──────── EXCERPT TO READ ────────

So, who is responsible for creating a hostile work environment? For that is clearly what it became for Jonathan Martin. He, like many victims of bullying, don’t want to appear weak and thus subject themselves to further ridicule, so they put up with it and put up with it until they simply cannot any longer. And then they seem to erupt in an emotional explosion. Many of us who have been bullied are familiar with this pattern.


So the question we come to is this: where was the leadership in Miami Dolphins’ locker room? Who is responsible for creating an atmosphere so wrought with racism and emotional abuse?  Why did Richie Incognito feel so main-stream in his conduct?
 
Now, quite frankly, I think any grown man, no matter what color he is, should know better than to use that word; much less in a bullying manner, much less even when it is a white man delivering those words to a black man. Failing that instruction in common decency, NFL locker rooms are union workplaces, where union rules should dominate – or at least instruct a particular code of conduct – thus commanding management to provide a safe working environment, free from discrimination of any kind. This obviously did not happen.


So, back to Richie: is he a racist? Or is he a victim of his environment? Every single American receives lessons in Manifest Destiny, even to this day, albeit subliminally. To this day, little black girls still choose white dolls as more beautiful than black baby dolls. We have all been fed the influence of a false white superiority, and we are just beginning to wake up from the nightmare of the overall and long-lasting effects of our original sin of slavery. Many white people are unaware that, what they call Manifest Destiny, others call the American Holocaust. It has been reported that when Hitler was planning the Nazi extermination of the Jews, he studied Andrew Jackson's cruelty to Native Americans and African Americans, slave or free, as an example to follow.

──────── SUPPLIED INFORMATION ────────

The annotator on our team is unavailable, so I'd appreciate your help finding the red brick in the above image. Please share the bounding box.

────────

— EXERCISE INSTRUCTIONS —
A) Answer each question from the essay on the Dolphins bullying case, one per line:
(i) What kind of workplaces does the essay call NFL locker rooms?
(ii) What does it say little black girls still choose as more beautiful than black baby dolls?
(iii) Whose cruelty was Hitler reported to have studied?
B) Copy the stretch of the essay on the Dolphins bullying case from "Now, quite frankly, I" through "did not happen.".
C) Write the next part of the essay on the Dolphins bullying case, starting after its final sentence.

— WRITTEN RESPONSES —
A)
(i) Union workplaces.
(ii) White dolls.
(iii) Andrew Jackson's.

B)
Now, quite frankly, I think any grown man, no matter what color he is, should know better than to use that word; much less in a bullying manner, much less even when it is a white man delivering those words to a black man. Failing that instruction in common decency, NFL locker rooms are union workplaces, where union rules should dominate – or at least instruct a particular code of conduct – thus commanding management to provide a safe working environment, free from discrimination of any kind. This obviously did not happen.

C)
 
Until we can own up to the real American history, instead of the constant “whitewashing” by white revisionists who can only see America as God’s gift to white people, we cannot truly deal with our racial woes, and thus it will be harder to heal them. Eventually, this will be bad news for white people, for they will very soon be an American minority; and if they are unwilling to honestly relinquish an unearned advantage over others, it may be necessary to accomplish true American equality in ways that may be unnecessarily humiliating for them.


I don’t think that Incognito is maliciously racist. I think that he is ignorantly malicious, and racism is just something that was a convenient tool in this particular instance. I think that he is probably not the sharpest knife in the drawer and is more follower than leader, except when it comes to making someone else feel small. Because it is in making others feel small that he sees himself as a champion. How sad for him. Racism hurts white people too, when the unintended consequences of the unjust humiliation of "the other" are revealed for what they are: the tactics of an insecure coward.
 
That is an indictment not only of Richie Incognito, but of those who permitted him to verbally and emotionally brutalize his teammate in a professional workplace, albeit an NFL locker room. Where were the grown-ups in the room?


The most profound words of the day on Monday came from Steve Ross, the owner of the Miami Dolphins. During the press conference on Monday, he was visibly shaken and seemed lost; unable to figure this out by himself. And it is that wisdom, knowing that the largeness of this social cancer is beyond any one of us to handle alone, that we must all embrace. For there is not just one right answer to our chronic and dynamic racial woes here in the land of the free. Like it or not, we need each other to figure this thing out.


With a downcast and 'deer in the headlights' look, Steve Ross said, "We all need to look at ourselves." Isn't that the truth?